Task prompt
Retype the listing that follows, word for word.

Input data
START

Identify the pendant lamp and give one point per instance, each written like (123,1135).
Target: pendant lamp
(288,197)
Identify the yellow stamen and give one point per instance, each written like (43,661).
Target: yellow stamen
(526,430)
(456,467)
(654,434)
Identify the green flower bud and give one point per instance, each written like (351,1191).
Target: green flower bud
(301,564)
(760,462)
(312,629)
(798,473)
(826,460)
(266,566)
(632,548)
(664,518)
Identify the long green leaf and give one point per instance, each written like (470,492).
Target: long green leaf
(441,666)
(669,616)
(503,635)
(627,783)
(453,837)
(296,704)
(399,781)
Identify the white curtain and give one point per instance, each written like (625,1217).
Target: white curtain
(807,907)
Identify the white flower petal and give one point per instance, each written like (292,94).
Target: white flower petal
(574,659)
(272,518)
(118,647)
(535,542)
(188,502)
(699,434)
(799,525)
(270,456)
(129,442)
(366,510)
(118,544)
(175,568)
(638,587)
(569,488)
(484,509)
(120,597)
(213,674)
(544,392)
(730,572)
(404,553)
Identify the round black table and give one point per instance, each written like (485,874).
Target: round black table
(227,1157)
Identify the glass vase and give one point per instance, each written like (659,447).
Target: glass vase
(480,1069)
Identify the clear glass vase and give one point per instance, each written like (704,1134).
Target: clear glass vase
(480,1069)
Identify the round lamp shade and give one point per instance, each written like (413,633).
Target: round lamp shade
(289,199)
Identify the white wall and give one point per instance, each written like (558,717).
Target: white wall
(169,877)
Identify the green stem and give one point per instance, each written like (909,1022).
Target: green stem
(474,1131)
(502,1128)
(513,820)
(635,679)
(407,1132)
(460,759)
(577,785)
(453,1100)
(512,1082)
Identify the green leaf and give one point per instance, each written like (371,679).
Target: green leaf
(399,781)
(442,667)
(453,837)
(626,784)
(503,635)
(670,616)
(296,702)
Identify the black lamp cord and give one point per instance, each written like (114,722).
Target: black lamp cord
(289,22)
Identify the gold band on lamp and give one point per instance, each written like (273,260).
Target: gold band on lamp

END

Output of the task
Identify the pendant lamp and give one point per instance, each written like (123,1135).
Target: pendant lamp
(288,197)
Identify the yellow stamen and give one point per instance, each written like (43,661).
Target: yellow stamen
(526,430)
(456,467)
(654,434)
Identify the green flower bud and give one point per instance, each written like (351,1191).
Target: green flower bud
(301,564)
(760,462)
(312,629)
(798,473)
(826,460)
(266,566)
(632,548)
(664,518)
Identify the long green leaf and give one point per instance, each written like (470,492).
Target: long green leaf
(441,666)
(669,616)
(503,635)
(627,783)
(453,837)
(296,704)
(399,781)
Identify the white curtain and give one point per instance, each written like (625,1217).
Target: white curtain
(807,907)
Identify the white flower petal and give one point per instance, each written like (292,94).
Target: white flower petal
(574,659)
(272,518)
(118,647)
(535,542)
(188,502)
(699,434)
(799,525)
(270,456)
(129,442)
(366,510)
(118,544)
(175,568)
(638,587)
(569,488)
(484,509)
(120,597)
(213,674)
(544,392)
(730,572)
(404,553)
Identify the round black table and give one point per instance, each written like (485,874).
Target: round black table
(227,1157)
Identify the glass vase and give one point per instance, each written like (659,447).
Target: glass vase
(480,1069)
Identify the clear glass vase and give one point per instance, each written like (704,1134).
Target: clear glass vase
(480,1069)
Identify the round lamp shade and give one point per instance, each written like (413,633).
Target: round lamp shade
(289,199)
Identify the white wall and give one point per instance, each written like (558,717).
Target: white wall
(169,877)
Identify the green stem and give one point per instance, each written like (909,1022).
Target: green stem
(474,1131)
(502,1128)
(513,820)
(635,679)
(407,1132)
(460,759)
(577,785)
(453,1100)
(512,1082)
Identify the green leaf and give one point per instance, each written like (371,679).
Target: green leaf
(399,781)
(442,667)
(453,837)
(626,784)
(503,635)
(670,616)
(296,702)
Identify the black lamp cord and give one point per instance, each written like (114,722).
Target: black lamp cord
(289,22)
Identify the gold band on lamp and give one point per instance, each written like (273,260).
Target: gold band on lamp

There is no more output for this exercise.